-- start Data excerpts --
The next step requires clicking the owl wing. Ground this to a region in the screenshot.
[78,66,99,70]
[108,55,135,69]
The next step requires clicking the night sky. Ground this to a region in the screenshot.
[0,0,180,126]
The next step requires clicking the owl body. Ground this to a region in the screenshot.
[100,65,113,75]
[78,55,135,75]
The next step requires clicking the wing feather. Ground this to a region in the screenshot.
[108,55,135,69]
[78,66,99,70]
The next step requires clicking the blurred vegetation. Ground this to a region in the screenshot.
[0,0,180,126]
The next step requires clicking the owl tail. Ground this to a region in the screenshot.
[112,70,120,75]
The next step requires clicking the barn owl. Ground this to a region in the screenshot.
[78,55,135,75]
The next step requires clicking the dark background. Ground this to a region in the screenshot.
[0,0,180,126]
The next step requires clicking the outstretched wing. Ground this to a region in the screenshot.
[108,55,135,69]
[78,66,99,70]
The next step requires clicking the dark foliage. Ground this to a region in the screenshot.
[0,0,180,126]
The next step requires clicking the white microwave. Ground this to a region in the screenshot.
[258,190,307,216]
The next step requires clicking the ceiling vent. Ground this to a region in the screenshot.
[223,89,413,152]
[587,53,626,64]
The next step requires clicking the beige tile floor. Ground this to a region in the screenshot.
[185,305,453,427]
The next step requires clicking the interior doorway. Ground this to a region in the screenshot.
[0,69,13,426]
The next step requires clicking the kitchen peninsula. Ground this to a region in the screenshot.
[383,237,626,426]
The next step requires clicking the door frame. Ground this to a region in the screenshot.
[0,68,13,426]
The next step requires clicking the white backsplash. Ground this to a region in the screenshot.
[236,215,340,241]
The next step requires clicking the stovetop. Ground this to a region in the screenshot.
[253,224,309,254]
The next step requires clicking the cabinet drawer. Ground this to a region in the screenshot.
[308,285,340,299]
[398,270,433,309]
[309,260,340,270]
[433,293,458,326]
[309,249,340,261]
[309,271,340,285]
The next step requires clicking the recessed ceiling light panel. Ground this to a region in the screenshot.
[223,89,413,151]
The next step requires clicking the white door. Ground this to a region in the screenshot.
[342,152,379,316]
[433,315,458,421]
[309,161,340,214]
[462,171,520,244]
-- end Data excerpts --
• _What is expected_
Reproduce every line above word for word, keeping the original order.

• _Output below_
The next step requires clicking the owl wing. Ground this to a region in the screenshot.
[78,66,99,70]
[108,55,135,69]
The next step requires clicking the night sky. Ground this to a region in the screenshot.
[0,0,180,126]
The next step requires clicking the owl body. Ground this to a region in the screenshot.
[100,65,113,75]
[78,55,135,75]
The next step requires clicking the wing feather. Ground this to a region in the screenshot.
[108,55,135,69]
[78,66,99,70]
The next step requires clicking the blurred vegetation. Ground this to a region in the screenshot.
[0,0,180,126]
The next step requires clicking the owl tail. Ground this to a region in the screenshot.
[112,70,120,75]
The next step requires clicking the barn owl. Ground this to a region in the screenshot.
[78,55,135,75]
The next step requires clicking the dark background. Ground this to a region in the screenshot.
[0,0,180,126]
The next step requires clicking the outstretched wing. Ground this to a region in the screenshot.
[108,55,135,69]
[78,66,99,70]
The next step requires clicking the dark foliage. Ground this to a region in the screenshot.
[0,0,180,126]
The next step requires clicking the white microwave. Ground this to a region in the screenshot.
[258,190,307,216]
The next step requires clicking the ceiling vent. Ground this to a region in the screenshot.
[223,89,413,152]
[587,53,626,64]
The next step requires clicking the beige tile floor. Ground this to a region in the screenshot.
[185,305,453,427]
The next step requires clicking the interior doorway. Ground this to a region in the screenshot.
[0,69,13,426]
The next step requires clicking the kitchen peninsula. Ground this to a region in the screenshot.
[383,237,626,426]
The next step requires clicking the door frame. Ground this to a region in the screenshot.
[0,68,13,426]
The next step requires clicking the white backsplash. Ground this to a region in the screenshot.
[236,215,340,241]
The next step requires clicking the stovetop. Ground this to a region in the screenshot.
[253,224,309,254]
The next step requires clicking the cabinet drawer. Ground this to a region in the screenshot.
[308,285,340,299]
[398,270,433,309]
[309,260,340,270]
[433,293,458,326]
[309,249,340,261]
[309,271,340,285]
The next step requires clicking the recessed ceiling light panel. Ground this to a region in the screenshot.
[223,89,413,151]
The next step requires clicking the white door. Ground this to a region in the screenshot.
[342,152,379,316]
[433,315,458,421]
[309,161,340,214]
[462,171,520,244]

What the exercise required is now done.